[START OF Records supplied]

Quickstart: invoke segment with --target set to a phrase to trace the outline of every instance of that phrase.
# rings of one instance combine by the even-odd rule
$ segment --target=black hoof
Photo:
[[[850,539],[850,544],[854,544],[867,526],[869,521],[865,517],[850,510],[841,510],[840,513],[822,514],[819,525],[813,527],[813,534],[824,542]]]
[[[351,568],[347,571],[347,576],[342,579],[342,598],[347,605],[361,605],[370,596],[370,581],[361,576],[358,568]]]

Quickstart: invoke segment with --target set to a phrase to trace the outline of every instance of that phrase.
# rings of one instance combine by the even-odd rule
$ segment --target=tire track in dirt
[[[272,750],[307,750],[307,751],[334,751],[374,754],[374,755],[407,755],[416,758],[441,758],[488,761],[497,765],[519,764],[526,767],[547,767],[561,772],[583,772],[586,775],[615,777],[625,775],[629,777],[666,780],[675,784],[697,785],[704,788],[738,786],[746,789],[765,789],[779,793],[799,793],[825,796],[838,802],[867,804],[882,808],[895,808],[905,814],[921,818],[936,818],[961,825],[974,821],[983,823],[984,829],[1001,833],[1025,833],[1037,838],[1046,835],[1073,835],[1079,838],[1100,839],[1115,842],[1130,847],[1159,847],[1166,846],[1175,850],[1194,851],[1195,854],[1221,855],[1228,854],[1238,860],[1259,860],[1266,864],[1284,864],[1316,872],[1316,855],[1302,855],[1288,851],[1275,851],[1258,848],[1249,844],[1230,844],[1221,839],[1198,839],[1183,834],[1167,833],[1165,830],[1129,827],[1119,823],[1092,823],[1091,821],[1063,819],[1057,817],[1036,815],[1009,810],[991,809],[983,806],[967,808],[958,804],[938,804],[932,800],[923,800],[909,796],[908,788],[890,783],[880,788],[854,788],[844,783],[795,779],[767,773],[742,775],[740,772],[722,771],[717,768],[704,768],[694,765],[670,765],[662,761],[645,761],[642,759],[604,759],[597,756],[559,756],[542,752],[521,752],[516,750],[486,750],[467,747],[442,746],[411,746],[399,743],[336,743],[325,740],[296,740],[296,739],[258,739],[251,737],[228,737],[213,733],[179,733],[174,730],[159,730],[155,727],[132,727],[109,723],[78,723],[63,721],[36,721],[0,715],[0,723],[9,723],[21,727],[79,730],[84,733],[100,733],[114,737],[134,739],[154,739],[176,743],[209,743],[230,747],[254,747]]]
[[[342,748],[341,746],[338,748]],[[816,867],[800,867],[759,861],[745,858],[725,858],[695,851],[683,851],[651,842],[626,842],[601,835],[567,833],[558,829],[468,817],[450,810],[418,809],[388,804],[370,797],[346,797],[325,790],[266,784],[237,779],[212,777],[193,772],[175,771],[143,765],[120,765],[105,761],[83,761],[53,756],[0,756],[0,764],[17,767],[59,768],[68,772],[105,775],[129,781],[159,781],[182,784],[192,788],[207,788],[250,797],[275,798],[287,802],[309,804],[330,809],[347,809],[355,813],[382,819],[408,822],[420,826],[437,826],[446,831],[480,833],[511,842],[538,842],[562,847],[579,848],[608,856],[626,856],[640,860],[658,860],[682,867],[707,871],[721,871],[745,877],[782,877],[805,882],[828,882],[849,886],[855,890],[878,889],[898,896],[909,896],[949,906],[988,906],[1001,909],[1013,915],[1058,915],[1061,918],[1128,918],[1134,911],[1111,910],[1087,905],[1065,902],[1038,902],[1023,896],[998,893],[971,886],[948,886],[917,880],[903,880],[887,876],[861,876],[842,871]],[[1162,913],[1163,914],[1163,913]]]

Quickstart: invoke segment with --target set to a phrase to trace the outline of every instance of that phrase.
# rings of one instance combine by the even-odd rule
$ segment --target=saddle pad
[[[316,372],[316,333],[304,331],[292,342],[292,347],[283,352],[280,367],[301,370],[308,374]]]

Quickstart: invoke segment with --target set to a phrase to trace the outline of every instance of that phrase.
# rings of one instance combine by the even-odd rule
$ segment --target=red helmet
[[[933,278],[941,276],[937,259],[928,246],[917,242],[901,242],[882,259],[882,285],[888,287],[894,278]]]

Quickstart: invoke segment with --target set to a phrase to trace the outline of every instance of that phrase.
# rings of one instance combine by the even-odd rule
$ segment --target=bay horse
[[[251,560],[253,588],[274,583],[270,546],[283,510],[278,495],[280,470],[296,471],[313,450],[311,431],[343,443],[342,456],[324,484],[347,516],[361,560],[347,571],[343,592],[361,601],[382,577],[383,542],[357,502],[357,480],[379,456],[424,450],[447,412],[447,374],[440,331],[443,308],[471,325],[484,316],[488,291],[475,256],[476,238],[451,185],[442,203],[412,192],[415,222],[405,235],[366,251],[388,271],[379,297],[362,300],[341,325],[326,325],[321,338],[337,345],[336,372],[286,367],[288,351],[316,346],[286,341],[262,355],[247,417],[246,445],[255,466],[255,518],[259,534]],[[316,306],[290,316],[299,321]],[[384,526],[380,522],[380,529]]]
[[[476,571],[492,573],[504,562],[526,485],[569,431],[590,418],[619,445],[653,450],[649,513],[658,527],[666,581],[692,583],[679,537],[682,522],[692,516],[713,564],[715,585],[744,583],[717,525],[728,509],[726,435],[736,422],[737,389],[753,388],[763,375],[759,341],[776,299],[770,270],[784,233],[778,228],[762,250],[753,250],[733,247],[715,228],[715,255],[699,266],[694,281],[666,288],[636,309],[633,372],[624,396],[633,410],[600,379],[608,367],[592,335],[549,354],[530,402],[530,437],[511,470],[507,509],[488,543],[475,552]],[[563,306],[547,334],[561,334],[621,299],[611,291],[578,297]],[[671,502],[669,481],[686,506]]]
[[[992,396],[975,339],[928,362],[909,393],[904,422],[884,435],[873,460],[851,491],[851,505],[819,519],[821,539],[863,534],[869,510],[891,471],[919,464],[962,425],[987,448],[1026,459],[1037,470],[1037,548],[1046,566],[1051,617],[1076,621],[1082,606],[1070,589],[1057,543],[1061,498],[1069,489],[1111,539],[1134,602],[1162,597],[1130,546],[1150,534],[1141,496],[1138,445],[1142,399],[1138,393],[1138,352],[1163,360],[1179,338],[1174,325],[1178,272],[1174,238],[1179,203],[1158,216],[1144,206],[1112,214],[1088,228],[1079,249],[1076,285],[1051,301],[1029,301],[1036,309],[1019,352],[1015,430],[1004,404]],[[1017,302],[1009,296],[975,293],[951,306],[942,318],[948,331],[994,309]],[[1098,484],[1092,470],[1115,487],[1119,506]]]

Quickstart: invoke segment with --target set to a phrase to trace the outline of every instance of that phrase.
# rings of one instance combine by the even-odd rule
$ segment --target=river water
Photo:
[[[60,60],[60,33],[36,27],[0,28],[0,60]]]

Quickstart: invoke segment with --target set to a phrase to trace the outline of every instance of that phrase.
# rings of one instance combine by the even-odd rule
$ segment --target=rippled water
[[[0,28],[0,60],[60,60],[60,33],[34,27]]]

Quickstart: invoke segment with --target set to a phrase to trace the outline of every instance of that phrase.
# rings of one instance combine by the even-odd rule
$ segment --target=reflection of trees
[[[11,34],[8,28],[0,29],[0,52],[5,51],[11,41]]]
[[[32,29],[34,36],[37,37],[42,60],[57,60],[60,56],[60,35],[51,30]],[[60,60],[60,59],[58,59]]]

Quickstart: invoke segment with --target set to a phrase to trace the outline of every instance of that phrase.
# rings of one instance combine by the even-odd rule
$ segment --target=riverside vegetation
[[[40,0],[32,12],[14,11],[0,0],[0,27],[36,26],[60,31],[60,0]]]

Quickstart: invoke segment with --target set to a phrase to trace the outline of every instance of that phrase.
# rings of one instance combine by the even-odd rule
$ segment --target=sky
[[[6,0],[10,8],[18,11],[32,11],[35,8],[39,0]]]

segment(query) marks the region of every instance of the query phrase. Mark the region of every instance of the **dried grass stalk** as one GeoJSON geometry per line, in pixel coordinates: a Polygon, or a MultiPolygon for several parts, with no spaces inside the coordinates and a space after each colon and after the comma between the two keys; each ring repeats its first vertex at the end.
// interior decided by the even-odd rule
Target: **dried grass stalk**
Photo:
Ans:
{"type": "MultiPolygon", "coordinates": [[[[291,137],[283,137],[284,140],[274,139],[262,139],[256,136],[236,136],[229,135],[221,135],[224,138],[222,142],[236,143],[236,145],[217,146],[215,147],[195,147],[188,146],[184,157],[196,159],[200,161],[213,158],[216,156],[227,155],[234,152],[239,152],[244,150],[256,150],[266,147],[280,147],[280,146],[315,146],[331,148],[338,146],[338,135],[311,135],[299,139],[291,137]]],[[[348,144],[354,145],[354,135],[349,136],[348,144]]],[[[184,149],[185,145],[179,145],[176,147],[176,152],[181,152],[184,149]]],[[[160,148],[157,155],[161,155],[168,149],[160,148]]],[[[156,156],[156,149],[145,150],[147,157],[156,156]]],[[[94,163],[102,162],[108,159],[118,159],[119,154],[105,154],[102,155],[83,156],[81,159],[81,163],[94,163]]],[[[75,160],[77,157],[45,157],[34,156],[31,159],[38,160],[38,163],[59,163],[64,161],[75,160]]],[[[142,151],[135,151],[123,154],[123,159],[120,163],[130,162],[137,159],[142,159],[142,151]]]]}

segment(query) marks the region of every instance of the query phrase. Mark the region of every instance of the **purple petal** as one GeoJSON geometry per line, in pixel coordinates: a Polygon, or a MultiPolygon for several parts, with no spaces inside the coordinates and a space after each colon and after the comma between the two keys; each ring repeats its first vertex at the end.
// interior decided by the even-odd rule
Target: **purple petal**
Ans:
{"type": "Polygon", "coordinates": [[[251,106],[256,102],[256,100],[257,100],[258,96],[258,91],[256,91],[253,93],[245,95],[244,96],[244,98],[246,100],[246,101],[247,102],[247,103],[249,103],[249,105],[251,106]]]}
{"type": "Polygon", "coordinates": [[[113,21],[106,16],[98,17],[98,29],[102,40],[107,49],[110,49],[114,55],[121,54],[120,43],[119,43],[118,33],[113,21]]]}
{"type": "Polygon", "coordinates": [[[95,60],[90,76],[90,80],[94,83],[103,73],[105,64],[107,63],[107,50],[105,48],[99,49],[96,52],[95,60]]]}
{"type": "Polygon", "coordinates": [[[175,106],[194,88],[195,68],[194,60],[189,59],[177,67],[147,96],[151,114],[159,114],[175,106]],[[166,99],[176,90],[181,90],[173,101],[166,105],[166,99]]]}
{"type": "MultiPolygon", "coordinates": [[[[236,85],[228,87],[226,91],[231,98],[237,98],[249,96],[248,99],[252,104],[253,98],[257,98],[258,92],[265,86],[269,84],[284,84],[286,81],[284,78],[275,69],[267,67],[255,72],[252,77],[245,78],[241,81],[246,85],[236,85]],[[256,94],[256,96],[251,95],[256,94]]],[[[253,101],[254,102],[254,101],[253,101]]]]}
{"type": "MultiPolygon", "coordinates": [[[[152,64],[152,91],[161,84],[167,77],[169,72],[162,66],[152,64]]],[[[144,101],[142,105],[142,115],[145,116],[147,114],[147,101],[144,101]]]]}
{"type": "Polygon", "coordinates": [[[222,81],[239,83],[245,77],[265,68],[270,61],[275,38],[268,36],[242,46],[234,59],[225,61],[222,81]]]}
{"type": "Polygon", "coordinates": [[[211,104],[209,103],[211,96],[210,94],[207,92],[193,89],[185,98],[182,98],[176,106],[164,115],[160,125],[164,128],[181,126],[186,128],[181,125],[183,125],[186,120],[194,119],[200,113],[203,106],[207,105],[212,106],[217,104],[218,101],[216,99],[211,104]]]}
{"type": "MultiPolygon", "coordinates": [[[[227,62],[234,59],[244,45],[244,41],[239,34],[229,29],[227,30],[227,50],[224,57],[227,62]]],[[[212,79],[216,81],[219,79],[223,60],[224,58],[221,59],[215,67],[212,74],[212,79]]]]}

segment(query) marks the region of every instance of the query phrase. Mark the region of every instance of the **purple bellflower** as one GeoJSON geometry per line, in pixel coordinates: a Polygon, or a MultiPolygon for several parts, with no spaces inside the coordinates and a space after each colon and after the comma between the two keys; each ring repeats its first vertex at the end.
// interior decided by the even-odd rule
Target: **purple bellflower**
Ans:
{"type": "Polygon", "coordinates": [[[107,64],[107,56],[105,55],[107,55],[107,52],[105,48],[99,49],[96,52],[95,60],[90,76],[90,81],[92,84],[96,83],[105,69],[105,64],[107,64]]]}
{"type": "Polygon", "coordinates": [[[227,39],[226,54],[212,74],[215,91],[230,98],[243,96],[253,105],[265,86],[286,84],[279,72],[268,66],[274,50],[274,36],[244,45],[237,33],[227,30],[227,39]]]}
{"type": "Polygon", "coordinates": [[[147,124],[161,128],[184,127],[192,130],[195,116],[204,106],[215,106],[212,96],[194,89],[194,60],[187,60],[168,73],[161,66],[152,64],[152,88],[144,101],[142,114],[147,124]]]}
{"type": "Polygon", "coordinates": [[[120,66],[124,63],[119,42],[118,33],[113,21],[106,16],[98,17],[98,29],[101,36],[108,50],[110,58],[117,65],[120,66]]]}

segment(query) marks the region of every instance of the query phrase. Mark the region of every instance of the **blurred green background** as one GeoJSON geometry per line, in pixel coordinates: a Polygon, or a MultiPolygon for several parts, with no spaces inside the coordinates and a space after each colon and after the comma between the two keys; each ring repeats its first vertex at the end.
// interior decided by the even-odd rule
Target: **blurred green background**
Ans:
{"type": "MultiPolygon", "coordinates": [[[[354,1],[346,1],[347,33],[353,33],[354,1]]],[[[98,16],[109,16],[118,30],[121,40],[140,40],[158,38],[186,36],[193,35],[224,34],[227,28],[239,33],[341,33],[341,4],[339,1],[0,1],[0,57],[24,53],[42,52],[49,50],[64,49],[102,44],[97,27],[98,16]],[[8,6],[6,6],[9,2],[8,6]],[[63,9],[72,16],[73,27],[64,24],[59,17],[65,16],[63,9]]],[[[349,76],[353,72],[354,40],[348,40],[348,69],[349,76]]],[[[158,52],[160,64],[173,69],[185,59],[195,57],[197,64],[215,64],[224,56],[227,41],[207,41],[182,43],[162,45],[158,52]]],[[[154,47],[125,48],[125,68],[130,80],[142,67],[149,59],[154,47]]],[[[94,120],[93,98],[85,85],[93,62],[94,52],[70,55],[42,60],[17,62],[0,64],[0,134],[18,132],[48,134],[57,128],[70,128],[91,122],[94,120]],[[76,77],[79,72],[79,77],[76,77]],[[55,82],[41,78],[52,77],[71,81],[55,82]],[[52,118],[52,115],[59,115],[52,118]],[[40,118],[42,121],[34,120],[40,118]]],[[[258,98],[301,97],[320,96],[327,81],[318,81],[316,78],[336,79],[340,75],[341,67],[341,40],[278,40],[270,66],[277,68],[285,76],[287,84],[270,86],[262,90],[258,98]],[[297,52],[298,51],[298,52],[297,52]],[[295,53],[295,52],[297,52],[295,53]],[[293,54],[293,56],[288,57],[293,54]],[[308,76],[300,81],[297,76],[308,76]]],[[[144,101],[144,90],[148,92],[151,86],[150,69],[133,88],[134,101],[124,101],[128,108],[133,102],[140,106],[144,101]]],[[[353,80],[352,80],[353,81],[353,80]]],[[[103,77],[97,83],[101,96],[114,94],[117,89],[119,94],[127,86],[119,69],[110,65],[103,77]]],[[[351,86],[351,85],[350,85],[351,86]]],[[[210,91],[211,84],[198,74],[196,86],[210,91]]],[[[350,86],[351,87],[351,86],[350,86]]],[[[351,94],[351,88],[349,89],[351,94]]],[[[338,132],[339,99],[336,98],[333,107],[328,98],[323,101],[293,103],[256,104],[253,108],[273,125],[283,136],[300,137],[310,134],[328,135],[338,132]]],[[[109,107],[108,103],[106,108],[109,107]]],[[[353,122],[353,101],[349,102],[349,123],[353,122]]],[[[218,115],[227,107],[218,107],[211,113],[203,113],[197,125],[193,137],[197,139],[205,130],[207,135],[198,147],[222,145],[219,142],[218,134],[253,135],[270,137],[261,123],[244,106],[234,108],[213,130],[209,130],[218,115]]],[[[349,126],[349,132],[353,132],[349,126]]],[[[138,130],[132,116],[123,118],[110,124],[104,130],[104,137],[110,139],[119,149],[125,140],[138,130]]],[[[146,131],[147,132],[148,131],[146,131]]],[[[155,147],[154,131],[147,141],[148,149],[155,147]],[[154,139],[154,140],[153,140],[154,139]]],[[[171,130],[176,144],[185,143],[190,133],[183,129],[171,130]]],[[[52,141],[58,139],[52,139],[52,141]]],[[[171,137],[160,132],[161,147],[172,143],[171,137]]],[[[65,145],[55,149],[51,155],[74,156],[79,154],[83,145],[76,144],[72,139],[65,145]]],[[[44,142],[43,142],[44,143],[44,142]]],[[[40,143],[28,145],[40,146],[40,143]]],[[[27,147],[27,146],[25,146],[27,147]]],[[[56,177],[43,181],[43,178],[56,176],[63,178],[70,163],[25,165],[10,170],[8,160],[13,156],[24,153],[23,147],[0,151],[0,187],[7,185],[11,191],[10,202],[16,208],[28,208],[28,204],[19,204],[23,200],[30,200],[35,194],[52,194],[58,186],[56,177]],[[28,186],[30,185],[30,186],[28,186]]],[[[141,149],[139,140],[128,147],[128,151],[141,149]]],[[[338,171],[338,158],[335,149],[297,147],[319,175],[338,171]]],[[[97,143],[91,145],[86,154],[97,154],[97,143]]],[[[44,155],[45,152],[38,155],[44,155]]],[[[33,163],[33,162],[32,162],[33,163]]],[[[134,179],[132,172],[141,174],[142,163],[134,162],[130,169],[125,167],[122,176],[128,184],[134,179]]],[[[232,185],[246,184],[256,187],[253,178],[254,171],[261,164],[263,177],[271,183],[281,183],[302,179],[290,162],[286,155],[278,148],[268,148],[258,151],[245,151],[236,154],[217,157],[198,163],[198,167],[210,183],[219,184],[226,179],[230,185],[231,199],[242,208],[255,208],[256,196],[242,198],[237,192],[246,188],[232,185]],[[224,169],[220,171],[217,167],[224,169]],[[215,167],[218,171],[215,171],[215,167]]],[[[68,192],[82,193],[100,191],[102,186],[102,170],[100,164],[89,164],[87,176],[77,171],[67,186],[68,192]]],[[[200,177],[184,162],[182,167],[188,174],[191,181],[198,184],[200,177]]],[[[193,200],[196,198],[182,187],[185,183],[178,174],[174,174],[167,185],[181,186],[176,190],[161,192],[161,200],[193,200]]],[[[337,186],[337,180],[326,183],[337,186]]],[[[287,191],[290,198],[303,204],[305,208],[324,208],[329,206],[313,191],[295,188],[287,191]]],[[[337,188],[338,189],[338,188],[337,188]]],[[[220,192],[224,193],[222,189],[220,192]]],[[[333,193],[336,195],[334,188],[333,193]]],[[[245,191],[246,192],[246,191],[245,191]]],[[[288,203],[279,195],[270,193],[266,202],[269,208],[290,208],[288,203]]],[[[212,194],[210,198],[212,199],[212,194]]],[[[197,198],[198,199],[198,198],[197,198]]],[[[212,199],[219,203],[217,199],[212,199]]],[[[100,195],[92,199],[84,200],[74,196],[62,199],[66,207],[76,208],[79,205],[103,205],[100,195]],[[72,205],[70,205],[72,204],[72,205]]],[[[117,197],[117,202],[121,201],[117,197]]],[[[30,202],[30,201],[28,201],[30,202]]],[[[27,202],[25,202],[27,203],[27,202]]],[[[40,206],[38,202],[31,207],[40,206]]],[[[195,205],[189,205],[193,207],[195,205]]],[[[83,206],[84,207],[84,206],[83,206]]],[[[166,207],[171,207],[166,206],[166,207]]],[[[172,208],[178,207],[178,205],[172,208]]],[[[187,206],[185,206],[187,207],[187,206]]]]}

[END OF Records supplied]

## Given problem
List each line of the items above that contains the string "petal".

## The completed task
segment(query) marks the region of every instance of the query phrase. Mark the region of every instance of the **purple petal** as one GeoJSON geometry per line, in pixel coordinates: a Polygon, or a MultiPolygon for several parts, with no spaces inside the coordinates and a space after each colon and after the comma between the two keys; each ring repeats its first vertex at the end.
Target: **purple petal**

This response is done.